### Job 1
Please copy the entries word for word, from the line with "Detect yellow name" to the line with "left=11, top=0, right=1345, bottom=83".

### Passage
..............................
Wednesday, September 06, 2006

AWOL!


I feel like my life has gone AWOL! At least the part of it that I recognize. The part of me that is on duty has turned into someone I don't recognize. Nearly all of my art supplies have been packed and with the sealing of each box more of what brings me happiness has disappeared. I assumed that it would be difficult to maintain my equilibrium without being able to paint some paper or experiment with a new technique. Three new magazines and a zine have arrived in the last three weeks and I have absolutely no interest in them. I know that it's true that what one focuses on becomes important, but I am rather surprised that I have slipped so easily into this non-creative mode. Will I be able to find my way back to what has fed my spirit and kept me sane for the last six years; will I be able to pick up where I left off, on the brink of working with fabric; will I . . .?? I have no idea, but at the moment creating art doesn't feel necessary. Where is this latest journey taking me?
..............................
### Supplied entries
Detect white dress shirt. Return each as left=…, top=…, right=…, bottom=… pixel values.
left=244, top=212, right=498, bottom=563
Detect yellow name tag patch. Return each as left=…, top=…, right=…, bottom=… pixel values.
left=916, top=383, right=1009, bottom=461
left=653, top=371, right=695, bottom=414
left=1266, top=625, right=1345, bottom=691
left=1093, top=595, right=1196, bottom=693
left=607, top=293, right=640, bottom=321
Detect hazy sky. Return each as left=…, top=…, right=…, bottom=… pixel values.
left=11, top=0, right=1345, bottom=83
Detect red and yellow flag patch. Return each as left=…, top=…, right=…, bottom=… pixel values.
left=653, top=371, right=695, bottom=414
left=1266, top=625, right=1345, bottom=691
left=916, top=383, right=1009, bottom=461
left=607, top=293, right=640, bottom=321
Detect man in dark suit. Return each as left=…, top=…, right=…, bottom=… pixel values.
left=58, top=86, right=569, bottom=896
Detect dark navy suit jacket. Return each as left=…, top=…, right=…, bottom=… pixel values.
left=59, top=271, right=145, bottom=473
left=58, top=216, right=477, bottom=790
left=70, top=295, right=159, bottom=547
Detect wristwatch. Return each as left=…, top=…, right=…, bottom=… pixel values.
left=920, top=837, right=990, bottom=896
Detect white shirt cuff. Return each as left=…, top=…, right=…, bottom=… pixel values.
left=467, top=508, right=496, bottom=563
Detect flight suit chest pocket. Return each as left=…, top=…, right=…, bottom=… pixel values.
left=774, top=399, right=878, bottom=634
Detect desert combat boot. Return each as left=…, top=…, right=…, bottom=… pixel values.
..............................
### Job 2
Answer these questions about the blog post:
(a) How many new magazines have arrived in the last three weeks?
(b) For how many years has art fed the writer's spirit and kept the writer sane?
(c) What material was the writer on the brink of working with?

### Final answer 1
Detect yellow name tag patch. Return each as left=…, top=…, right=…, bottom=… pixel values.
left=916, top=383, right=1009, bottom=461
left=653, top=371, right=695, bottom=414
left=1266, top=625, right=1345, bottom=691
left=1093, top=595, right=1196, bottom=693
left=607, top=293, right=640, bottom=321
Detect hazy sky. Return each as left=…, top=…, right=…, bottom=… pixel values.
left=11, top=0, right=1345, bottom=83

### Final answer 2
(a) Three
(b) Six years
(c) Fabric